| TEXTO |
El Cairo, Egipto.— Cuando las fuerzas de seguridad libias la rescataron este año, la joven somalí creyó que ese sería el final de su sufrimiento. Había pasado más de dos años de encierro y agresiones sexuales a manos de traficantes de personas conocidos por extorsionar, torturar y agredir a migrantes como ella que intentaban llegar a Europa.
En lugar de eso, la joven de 17 años dijo que las agresiones sexuales continuaron, sólo que ahora las cometían los guardas del centro gestionado por el gobierno en la capital de Libia, Trípoli, donde estaba retenida.
“Aunque no es la primera vez que sufro ataques sexuales, esto es más doloroso porque fue por la gente que debía protegernos”, dijo la joven a la agencia Associated Press (AP).
Desde Túnez, Aisha recuerda el infierno que vivió en Libia.

Registros de un conjunto de etiquetado por puntos
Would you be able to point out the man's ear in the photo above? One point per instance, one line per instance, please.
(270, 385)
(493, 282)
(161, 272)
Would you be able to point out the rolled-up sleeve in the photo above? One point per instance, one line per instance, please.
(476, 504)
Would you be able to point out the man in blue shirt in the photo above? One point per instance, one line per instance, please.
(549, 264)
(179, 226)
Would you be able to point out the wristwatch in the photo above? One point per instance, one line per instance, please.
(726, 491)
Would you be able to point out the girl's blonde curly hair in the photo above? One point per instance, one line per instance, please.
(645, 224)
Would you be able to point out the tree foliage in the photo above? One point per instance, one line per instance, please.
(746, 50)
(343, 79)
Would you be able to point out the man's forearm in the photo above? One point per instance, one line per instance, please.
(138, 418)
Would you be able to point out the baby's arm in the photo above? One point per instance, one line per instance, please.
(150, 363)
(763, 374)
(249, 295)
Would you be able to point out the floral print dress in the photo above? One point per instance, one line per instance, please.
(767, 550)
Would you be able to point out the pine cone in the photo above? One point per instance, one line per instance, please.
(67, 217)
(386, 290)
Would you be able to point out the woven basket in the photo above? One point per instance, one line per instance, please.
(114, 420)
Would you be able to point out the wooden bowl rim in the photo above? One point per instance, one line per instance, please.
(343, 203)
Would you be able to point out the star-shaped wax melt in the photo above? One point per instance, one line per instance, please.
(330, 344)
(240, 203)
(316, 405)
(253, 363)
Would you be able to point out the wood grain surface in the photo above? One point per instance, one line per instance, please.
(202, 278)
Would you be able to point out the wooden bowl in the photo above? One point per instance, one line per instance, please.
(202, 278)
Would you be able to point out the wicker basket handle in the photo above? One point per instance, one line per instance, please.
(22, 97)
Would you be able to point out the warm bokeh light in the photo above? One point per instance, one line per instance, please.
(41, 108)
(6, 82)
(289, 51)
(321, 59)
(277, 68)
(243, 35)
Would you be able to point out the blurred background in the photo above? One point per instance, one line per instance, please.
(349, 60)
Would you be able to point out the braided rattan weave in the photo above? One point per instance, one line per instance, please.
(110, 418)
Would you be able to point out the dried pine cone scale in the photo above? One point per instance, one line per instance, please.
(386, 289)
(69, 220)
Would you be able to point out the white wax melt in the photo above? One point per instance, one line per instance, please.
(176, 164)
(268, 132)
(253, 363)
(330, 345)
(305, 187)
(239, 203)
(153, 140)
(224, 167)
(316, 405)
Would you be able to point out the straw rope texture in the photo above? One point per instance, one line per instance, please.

| EJERCICIOS PROPUESTOS |
**1.** Enumere todos los nombres propios de lugares geográficos que aparecen en la noticia.
**2.** Cite sin alteraciones todo lo que va desde "En lugar de" hasta "vivió en Libia." en la noticia.

| SOLUCIONES POR EJERCICIO |
**1.** El Cairo, Egipto, Europa, Libia, Trípoli y Túnez.

**2.**
En lugar de eso, la joven de 17 años dijo que las agresiones sexuales continuaron, sólo que ahora las cometían los guardas del centro gestionado por el gobierno en la capital de Libia, Trípoli, donde estaba retenida.
“Aunque no es la primera vez que sufro ataques sexuales, esto es más doloroso porque fue por la gente que debía protegernos”, dijo la joven a la agencia Associated Press (AP).
Desde Túnez, Aisha recuerda el infierno que vivió en Libia.